> **Passage shown**:
++++++++++
Such a scenario has been repeated several times in the past as Suzuki sought to wrest effective control of the company while the Indian Government thought it must play a dominant role to protect the interests of its taxpayers. The highlight of the episode this time has been the remarkably short period within which the issue was resolved and a compromise arrived at.
This is significantly different from the major spat between the two joint venture partners when the then Managing Director, R. C. Bhargava, retired in 1997 and the Government appointed R. S. S. L. N. Bhaskarudu as Managing Director. Suzuki was keen to appoint the present Managing Director, Jagdish Khattar, in that position especially since the then Heavy Industry Secretary, T. R. Prasad, was appointed MUL Chairman. It had even sought international arbitration since it maintained that the MD's post was their choice under the contract between the two MUL partners. The dispute began during the time of the United Front Government but was ultimately resolved after a year when the NDA Government came to power and the SMC supremo, Osamu Suzuki, personally came to India to meet the then Industry Minister, Sikander Bakht.
++++++++++
> **Provided records**:

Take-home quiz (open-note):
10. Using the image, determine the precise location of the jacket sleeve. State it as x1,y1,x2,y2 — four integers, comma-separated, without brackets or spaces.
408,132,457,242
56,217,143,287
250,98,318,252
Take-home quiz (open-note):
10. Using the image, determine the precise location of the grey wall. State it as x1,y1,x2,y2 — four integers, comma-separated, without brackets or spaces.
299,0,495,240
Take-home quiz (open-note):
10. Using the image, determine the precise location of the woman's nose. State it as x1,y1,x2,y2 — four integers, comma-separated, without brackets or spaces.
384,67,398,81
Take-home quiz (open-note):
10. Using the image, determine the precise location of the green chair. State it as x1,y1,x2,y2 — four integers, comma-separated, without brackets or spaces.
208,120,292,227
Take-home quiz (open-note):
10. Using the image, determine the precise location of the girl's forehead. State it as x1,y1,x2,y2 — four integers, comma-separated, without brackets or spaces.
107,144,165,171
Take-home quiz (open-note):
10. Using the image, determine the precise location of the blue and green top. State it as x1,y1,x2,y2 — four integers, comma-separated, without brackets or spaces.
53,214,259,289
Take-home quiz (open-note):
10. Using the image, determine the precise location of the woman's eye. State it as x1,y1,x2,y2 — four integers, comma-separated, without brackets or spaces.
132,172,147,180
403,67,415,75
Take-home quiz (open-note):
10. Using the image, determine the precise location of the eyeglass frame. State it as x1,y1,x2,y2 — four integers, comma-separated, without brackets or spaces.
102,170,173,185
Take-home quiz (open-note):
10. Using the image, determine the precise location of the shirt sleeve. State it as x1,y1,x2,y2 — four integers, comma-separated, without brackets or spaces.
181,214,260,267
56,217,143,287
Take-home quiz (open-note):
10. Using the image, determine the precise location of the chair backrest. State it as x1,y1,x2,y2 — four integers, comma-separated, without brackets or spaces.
++++++++++
> **Task instructions**:
- A) In the passage on Suzuki and the Indian Government, why did Suzuki seek international arbitration in the 1997 dispute? Answer in one to three sentences.
- B) According to the passage on Suzuki and the Indian Government, which Industry Minister did Osamu Suzuki come to India to meet?
- C) Carry on the passage about Suzuki and the Indian Government from where it stops.

> **The replies**:
- A) Suzuki sought international arbitration because it held that, under the contract between the two MUL partners, choosing the Managing Director was its right. The Government had instead appointed R. S. S. L. N. Bhaskarudu to the post.

- B) Sikander Bakht.

- C)
Interestingly enough, another key issue raised at that time was that SMC was not prepared to set up a gearbox plant in India, thereby frustrating the Government's hopes of achieving complete indigenisation of Maruti cars. This concern seems to have finally been put to rest with the latest MUL statement mentioning in the last paragraph that production volumes are sufficiently high to warrant considering setting up a gearbox project in this country. The theory that had been propounded in the late 1990s by government officials was that SMC was trying to ensure that Maruti cars would, for all time to come, have to import expensive gearboxes from Suzuki's Japanese plants. With the entire scenario of car manufacturing having now changed and Indian companies looking to become global suppliers of auto components, such fears appear to have been misplaced.
Since then, relations between Suzuki and the Government have been remarkably strife-free largely because the NDA Government took the stance that it should not be in the business of car manufacture which, it felt, rightly belonged in the private sector. Suzuki had already been given 50 per cent shareholding by 1992, a big increase from the initial 26 per cent when MUL was first set up in 1983.
A right issue in favour of Suzuki in 2002 raised its holding to 54.21 per cent. The Government diluted its equity holding further to 18.24 per cent in 2003 when it made an initial public offer (IPO).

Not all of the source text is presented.